(Stored items)

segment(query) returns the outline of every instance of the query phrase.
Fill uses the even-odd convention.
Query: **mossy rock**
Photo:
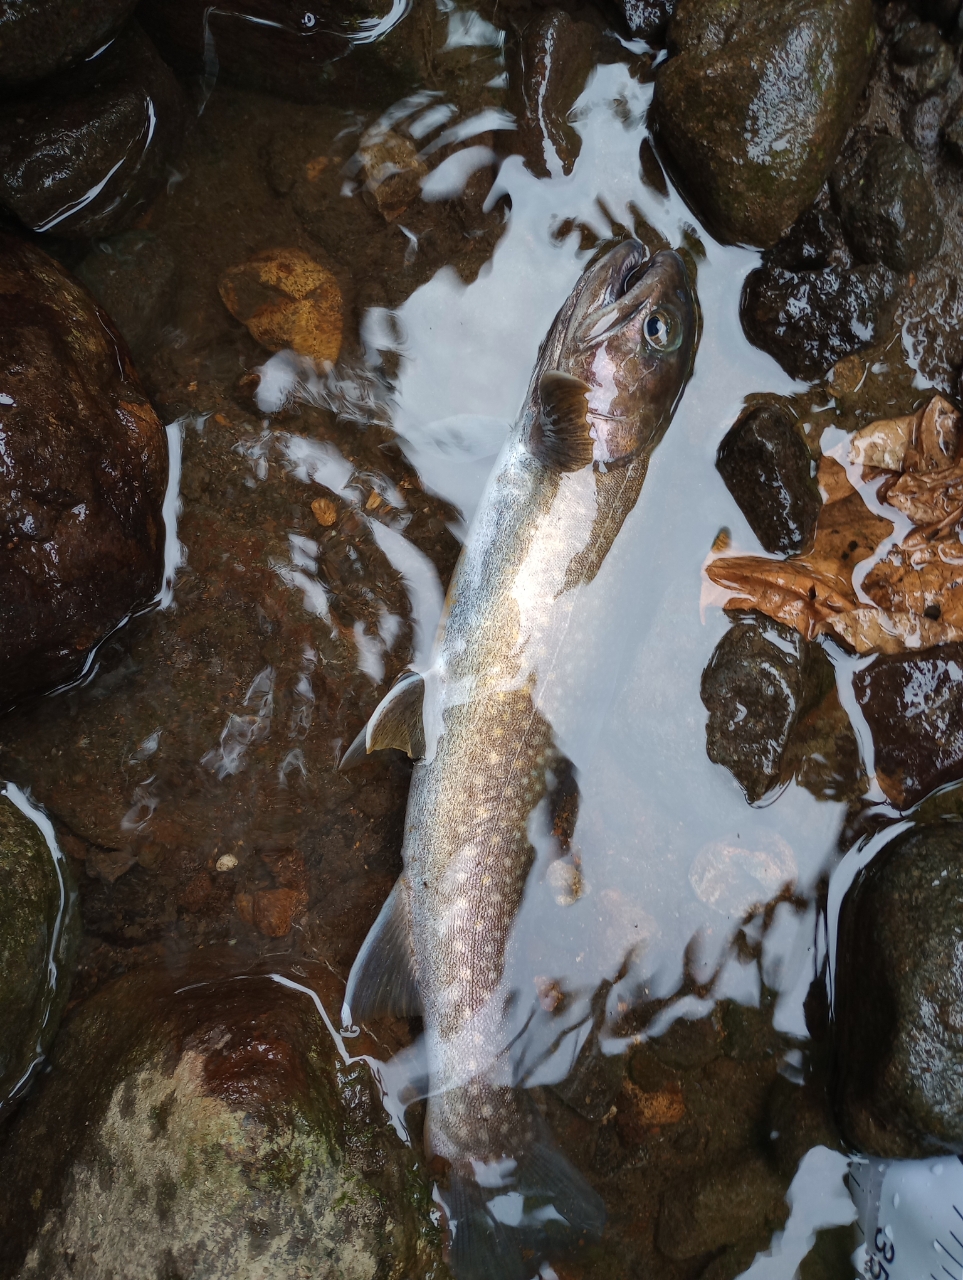
[[[77,938],[76,893],[66,862],[0,790],[0,1120],[57,1030]]]
[[[0,1276],[392,1280],[430,1184],[364,1062],[273,976],[120,979],[65,1028],[0,1158]]]

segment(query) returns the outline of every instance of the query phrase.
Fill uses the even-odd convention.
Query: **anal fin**
[[[351,966],[344,993],[345,1024],[371,1018],[411,1018],[421,993],[411,948],[408,886],[399,876]]]
[[[424,702],[424,676],[406,672],[375,707],[371,719],[341,757],[339,769],[351,769],[372,751],[386,747],[396,747],[412,760],[420,760],[425,754]]]
[[[539,462],[556,471],[580,471],[592,461],[589,387],[581,378],[549,369],[538,383],[541,411],[532,424],[529,447]]]

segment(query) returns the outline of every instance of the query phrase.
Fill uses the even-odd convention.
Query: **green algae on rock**
[[[870,0],[682,0],[659,137],[720,238],[766,248],[812,203],[869,74]]]
[[[77,950],[66,861],[30,812],[22,792],[0,786],[0,1119],[53,1040]]]
[[[150,971],[87,1001],[0,1159],[18,1188],[0,1208],[0,1275],[430,1270],[428,1185],[367,1065],[339,1057],[311,982],[185,976],[174,990]]]

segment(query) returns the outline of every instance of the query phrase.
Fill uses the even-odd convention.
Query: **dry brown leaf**
[[[301,249],[269,249],[225,271],[224,305],[269,351],[292,347],[319,363],[335,361],[343,330],[341,290],[326,267]]]
[[[710,561],[709,580],[736,593],[724,607],[759,609],[808,639],[832,632],[858,653],[963,639],[959,446],[960,415],[942,396],[918,413],[871,423],[854,436],[850,461],[863,466],[862,489],[885,476],[878,496],[916,528],[854,587],[854,567],[872,557],[895,526],[869,509],[839,463],[824,457],[819,480],[826,501],[812,551],[788,560]]]

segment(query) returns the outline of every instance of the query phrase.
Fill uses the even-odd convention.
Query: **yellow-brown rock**
[[[344,330],[341,290],[302,249],[268,249],[230,267],[218,286],[231,315],[269,351],[291,347],[319,364],[335,361]]]

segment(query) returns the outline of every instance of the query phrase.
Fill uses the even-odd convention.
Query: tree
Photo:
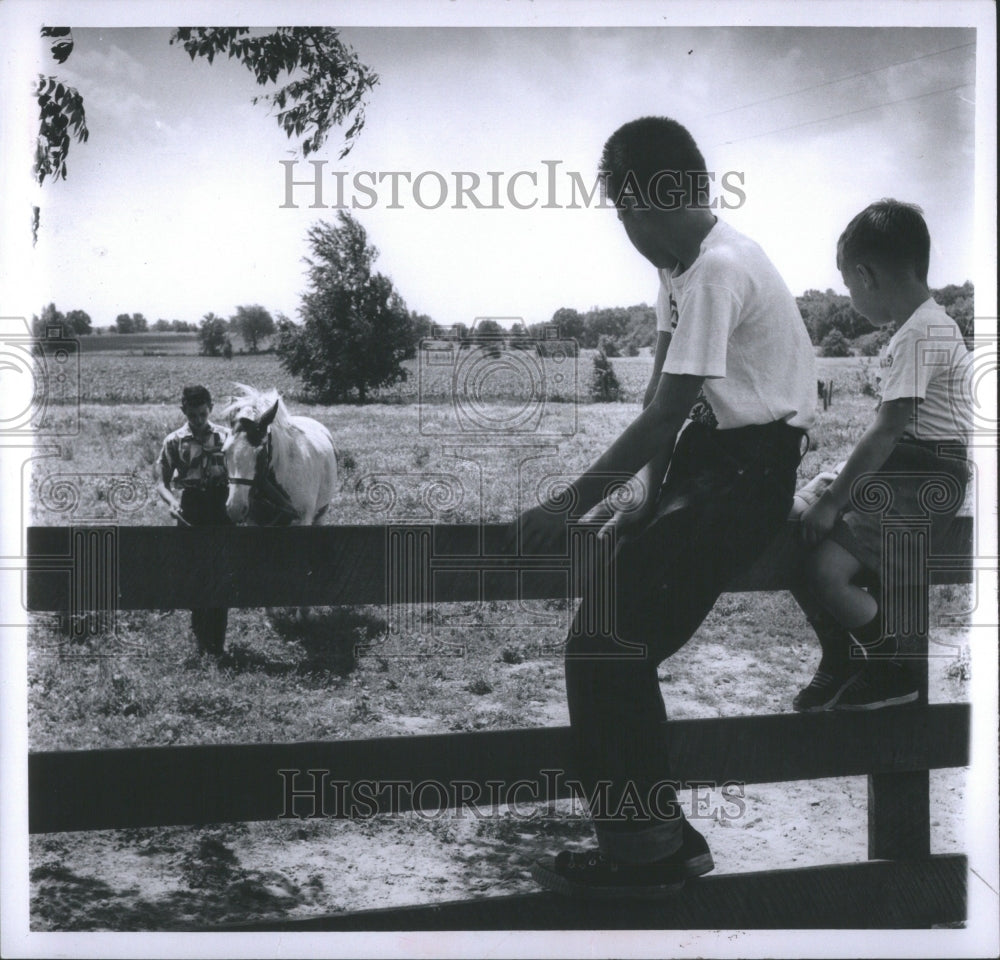
[[[849,357],[851,356],[851,345],[839,330],[831,330],[820,344],[823,348],[824,357]]]
[[[74,333],[78,337],[85,337],[88,333],[93,332],[90,314],[85,310],[70,310],[66,314],[66,323],[69,324],[70,333]]]
[[[42,308],[41,316],[32,316],[31,335],[36,338],[45,337],[51,327],[59,326],[63,330],[66,328],[66,314],[56,309],[54,303]]]
[[[413,327],[392,281],[372,270],[378,250],[345,210],[309,228],[309,289],[301,326],[278,328],[278,357],[324,403],[368,400],[371,390],[406,379]]]
[[[499,357],[503,353],[506,333],[496,320],[479,320],[472,328],[472,342],[489,357]]]
[[[407,360],[417,355],[417,347],[421,340],[430,339],[437,331],[437,325],[426,313],[417,313],[415,310],[410,311],[410,327],[412,328],[413,346]]]
[[[52,39],[51,53],[56,63],[65,63],[73,52],[69,27],[42,27],[42,36]],[[39,185],[46,177],[66,179],[66,157],[70,137],[86,143],[90,136],[83,98],[73,88],[55,77],[38,75],[35,84],[38,102],[38,139],[35,142],[35,179]],[[37,209],[36,209],[37,225]]]
[[[276,329],[274,318],[257,303],[237,307],[235,316],[229,319],[229,326],[243,338],[251,353],[256,353],[261,340],[271,336]]]
[[[637,357],[642,347],[656,343],[656,309],[646,303],[628,308],[628,324],[618,344],[627,357]]]
[[[552,314],[552,323],[559,331],[562,340],[576,340],[582,343],[583,340],[583,317],[579,310],[572,307],[560,307]]]
[[[503,340],[506,334],[504,333],[503,327],[500,326],[496,320],[490,320],[488,317],[485,320],[480,320],[472,328],[473,336],[482,337],[484,340]]]
[[[118,333],[147,333],[149,324],[141,313],[119,313],[115,317],[115,330]]]
[[[511,326],[507,334],[507,343],[512,350],[525,350],[534,346],[528,328],[520,320]]]
[[[69,27],[42,27],[51,39],[50,52],[63,64],[73,52]],[[250,36],[249,27],[181,27],[170,44],[180,44],[193,61],[209,63],[217,55],[242,63],[261,86],[275,84],[278,77],[293,77],[274,93],[253,97],[251,102],[274,110],[279,126],[288,137],[301,137],[302,154],[315,153],[326,142],[330,129],[350,121],[344,133],[343,159],[365,123],[365,103],[379,82],[354,50],[330,27],[279,27],[271,33]],[[86,143],[86,111],[79,91],[57,77],[38,75],[34,90],[38,103],[38,139],[35,143],[34,174],[41,185],[46,177],[66,179],[66,158],[71,139]],[[38,236],[39,210],[34,208],[32,233]]]
[[[198,328],[198,343],[203,357],[218,357],[226,343],[226,321],[214,313],[206,313]]]
[[[614,403],[621,396],[621,389],[614,365],[603,350],[598,350],[590,375],[590,398],[597,403]]]
[[[581,347],[596,347],[601,337],[618,341],[628,324],[628,311],[624,307],[594,307],[583,317],[584,332]]]
[[[854,340],[874,331],[874,327],[851,306],[851,298],[827,290],[807,290],[795,298],[805,321],[809,338],[822,344],[832,330],[839,330],[846,339]]]
[[[966,345],[971,350],[975,342],[975,289],[972,282],[966,280],[960,287],[949,283],[940,290],[932,290],[931,294],[945,310],[948,316],[958,324]]]

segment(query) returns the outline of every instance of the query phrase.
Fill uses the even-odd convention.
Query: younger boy
[[[563,851],[533,874],[570,895],[650,898],[713,866],[672,785],[657,665],[785,522],[816,373],[777,270],[702,202],[705,161],[684,127],[666,117],[626,124],[601,170],[629,240],[658,271],[657,325],[673,333],[646,408],[566,492],[571,512],[546,502],[520,518],[522,552],[551,552],[567,520],[601,501],[609,474],[655,464],[651,519],[618,541],[612,589],[584,578],[567,643],[575,772],[599,850]],[[702,386],[718,427],[692,422],[681,433]]]
[[[920,208],[896,200],[866,207],[837,244],[837,267],[854,309],[876,326],[902,325],[882,356],[874,422],[801,519],[805,542],[815,547],[806,562],[810,591],[869,651],[860,666],[846,649],[824,651],[800,698],[811,691],[811,702],[825,699],[836,709],[909,703],[918,693],[899,638],[882,634],[878,600],[853,582],[859,574],[883,575],[882,515],[852,508],[855,485],[863,490],[874,479],[888,491],[889,516],[929,514],[932,542],[946,533],[965,497],[971,368],[957,325],[931,299],[929,257]],[[942,479],[949,495],[925,505],[928,482],[940,486]]]
[[[203,386],[185,387],[181,412],[187,422],[163,441],[156,463],[156,491],[178,526],[226,525],[229,477],[222,453],[229,431],[212,423],[212,395]],[[180,487],[180,499],[170,490]],[[224,607],[191,611],[191,629],[198,652],[220,657],[226,642],[229,611]]]

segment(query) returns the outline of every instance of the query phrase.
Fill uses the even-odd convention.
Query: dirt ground
[[[711,637],[705,641],[688,664],[695,671],[717,653]],[[949,671],[953,663],[932,659],[932,700],[965,699],[966,681]],[[748,669],[748,663],[725,663],[729,677],[746,676]],[[672,715],[704,715],[696,701],[686,700],[686,681],[678,673],[664,675],[661,668]],[[772,712],[780,702],[776,695]],[[545,712],[543,722],[568,722],[561,700]],[[435,732],[426,723],[395,721],[400,733],[408,726],[413,733]],[[935,853],[964,848],[965,776],[963,770],[931,775]],[[681,800],[690,814],[693,798],[682,794]],[[693,822],[708,838],[718,872],[780,869],[864,860],[866,807],[861,777],[758,784],[748,785],[738,804],[703,791],[702,816]],[[526,807],[517,815],[476,815],[465,808],[360,821],[35,836],[32,929],[190,930],[521,893],[535,889],[528,874],[535,857],[590,840],[586,820],[569,801]]]

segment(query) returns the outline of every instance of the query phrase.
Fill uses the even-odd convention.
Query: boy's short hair
[[[931,235],[923,210],[914,203],[885,199],[869,204],[837,241],[837,268],[872,260],[890,267],[910,267],[927,282]]]
[[[604,144],[599,170],[602,187],[615,206],[637,194],[647,207],[661,209],[670,208],[669,198],[681,190],[690,200],[692,193],[707,189],[707,184],[700,189],[692,184],[705,172],[705,158],[694,137],[669,117],[640,117],[619,127]],[[664,176],[669,173],[676,176]]]
[[[200,407],[203,403],[212,405],[212,394],[208,392],[208,387],[197,384],[184,388],[184,392],[181,394],[182,407]]]

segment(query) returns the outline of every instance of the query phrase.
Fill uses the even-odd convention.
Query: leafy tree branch
[[[42,27],[41,35],[52,41],[53,59],[65,63],[73,52],[70,28]],[[261,36],[250,36],[249,27],[180,27],[171,34],[170,43],[180,44],[192,61],[204,57],[212,63],[216,56],[226,54],[253,73],[261,86],[275,84],[287,74],[290,79],[285,86],[260,94],[252,102],[275,108],[278,124],[288,137],[304,136],[304,156],[319,150],[334,126],[349,124],[340,151],[343,159],[364,127],[365,101],[379,82],[378,74],[330,27],[279,27]],[[43,74],[33,93],[39,121],[35,180],[39,185],[46,177],[65,180],[71,141],[86,143],[90,136],[83,97],[58,77]],[[32,220],[36,239],[38,223],[36,206]]]

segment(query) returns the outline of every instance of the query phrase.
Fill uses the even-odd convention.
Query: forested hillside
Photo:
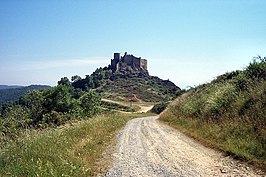
[[[18,99],[31,90],[45,90],[50,88],[47,85],[30,85],[27,87],[22,86],[4,86],[0,89],[0,104],[9,101],[18,101]]]
[[[266,58],[178,97],[160,119],[225,152],[266,164]],[[263,165],[262,165],[263,166]]]
[[[19,86],[19,85],[0,85],[0,90],[2,90],[2,89],[11,89],[11,88],[19,88],[19,87],[23,87],[23,86]]]

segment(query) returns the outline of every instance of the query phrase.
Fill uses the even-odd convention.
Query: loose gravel
[[[263,176],[157,118],[137,118],[127,123],[118,135],[111,168],[100,176]]]

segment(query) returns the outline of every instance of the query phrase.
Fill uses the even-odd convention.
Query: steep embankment
[[[160,119],[236,157],[266,164],[266,62],[226,73],[179,97]]]

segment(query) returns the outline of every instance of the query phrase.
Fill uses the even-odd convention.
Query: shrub
[[[266,57],[254,57],[253,61],[249,64],[244,73],[251,79],[266,80]]]
[[[44,106],[47,112],[68,112],[72,107],[73,98],[71,88],[66,85],[58,85],[44,92]]]
[[[151,109],[151,112],[156,113],[156,114],[160,114],[161,112],[163,112],[166,109],[168,104],[169,104],[169,102],[158,103],[158,104],[153,106],[153,108]]]
[[[42,115],[45,111],[44,99],[42,92],[37,90],[29,92],[20,99],[21,104],[29,109],[33,124],[37,124],[42,119]]]
[[[20,129],[29,127],[31,123],[29,111],[20,105],[11,106],[7,109],[4,117],[0,119],[0,132],[4,136],[15,138]]]
[[[95,115],[99,112],[100,103],[100,96],[93,90],[89,90],[82,97],[80,97],[80,104],[83,108],[83,112],[88,116]]]
[[[44,127],[54,127],[66,123],[71,117],[67,114],[63,114],[56,111],[51,111],[43,115],[41,126]]]

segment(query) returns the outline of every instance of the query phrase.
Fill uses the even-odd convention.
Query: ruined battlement
[[[113,72],[119,72],[125,66],[129,66],[135,70],[147,71],[147,60],[141,57],[135,57],[134,55],[129,55],[127,52],[124,56],[120,53],[114,53],[114,59],[111,59],[111,69]]]

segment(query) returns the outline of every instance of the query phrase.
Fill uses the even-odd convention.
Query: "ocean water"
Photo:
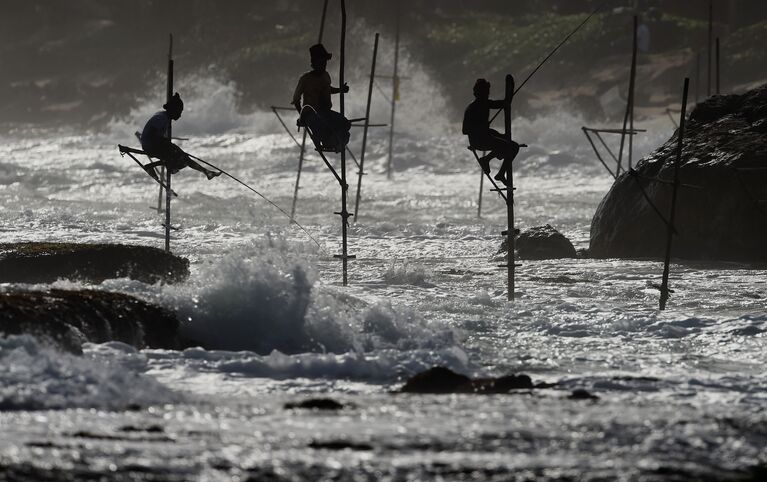
[[[200,100],[188,101],[174,131],[190,137],[183,147],[289,211],[295,144],[270,113],[238,114],[231,86],[194,86],[188,97]],[[162,247],[157,186],[116,148],[135,145],[154,104],[106,132],[19,128],[2,138],[3,241]],[[352,100],[352,112],[361,106]],[[174,310],[184,334],[209,349],[90,344],[76,357],[28,336],[0,338],[0,480],[764,476],[756,469],[767,463],[764,272],[675,263],[676,292],[659,312],[658,262],[524,261],[508,303],[496,254],[505,206],[486,191],[477,217],[479,171],[465,140],[449,119],[424,120],[440,109],[405,99],[392,180],[387,133],[371,133],[348,287],[332,257],[340,188],[316,155],[306,160],[297,221],[319,245],[230,179],[176,176],[171,245],[191,260],[189,280],[92,288]],[[564,111],[514,121],[531,146],[515,167],[519,227],[552,224],[577,248],[588,246],[611,184],[582,124]],[[637,157],[671,134],[667,118],[643,124]],[[495,396],[392,393],[435,365],[556,385]],[[570,399],[576,389],[599,399]],[[346,407],[284,408],[317,397]]]

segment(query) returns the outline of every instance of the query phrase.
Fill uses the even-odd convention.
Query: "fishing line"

- [WHAT IS BEING ASKED]:
From the data above, return every line from the line that has "Query: **anal fin**" up to and including the line that has "Query: tree", exactly.

- [ANSWER FOR THE TASK]:
Query: **anal fin**
[[[351,966],[344,993],[345,1024],[371,1018],[411,1018],[421,993],[411,948],[408,886],[399,876]]]
[[[424,702],[424,676],[406,672],[375,707],[371,719],[341,757],[339,769],[351,769],[372,751],[386,747],[396,747],[412,760],[420,760],[425,754]]]
[[[539,462],[556,471],[580,471],[592,461],[589,387],[581,378],[549,369],[538,383],[541,411],[532,424],[529,447]]]

segment(query) returns the outline of every instance of the query phrase.
Fill uses the even-odd convention.
Query: **green algae on rock**
[[[870,0],[682,0],[659,137],[720,238],[766,248],[812,203],[869,74]]]
[[[77,950],[66,861],[30,812],[22,792],[0,786],[0,1119],[53,1040]]]
[[[150,971],[87,1001],[0,1159],[18,1188],[0,1208],[0,1275],[430,1270],[428,1185],[367,1065],[339,1057],[311,982],[185,976],[174,990]]]

segment(query) returns the outline of every instance of the query phrase.
Fill uses the even-odd convention.
Query: **dry brown leaf**
[[[301,249],[269,249],[225,271],[224,305],[269,351],[292,347],[319,363],[335,361],[343,330],[341,290],[326,267]]]
[[[710,561],[709,580],[736,593],[724,607],[759,609],[808,639],[832,632],[858,653],[963,639],[959,446],[960,415],[942,396],[918,413],[871,423],[854,436],[850,461],[863,466],[862,489],[885,476],[878,496],[916,528],[854,587],[854,567],[872,557],[895,526],[869,509],[839,463],[824,457],[819,480],[826,501],[812,551],[788,560]]]

segment(query) returns the outline of every instance of the query phrase.
Fill uses the even-odd convention.
Query: **yellow-brown rock**
[[[344,330],[341,290],[302,249],[268,249],[230,267],[218,286],[231,315],[269,351],[291,347],[319,364],[335,361]]]

segment(query) returns the outline of every instance of the query phrase.
Fill uses the even-odd convention.
Query: tree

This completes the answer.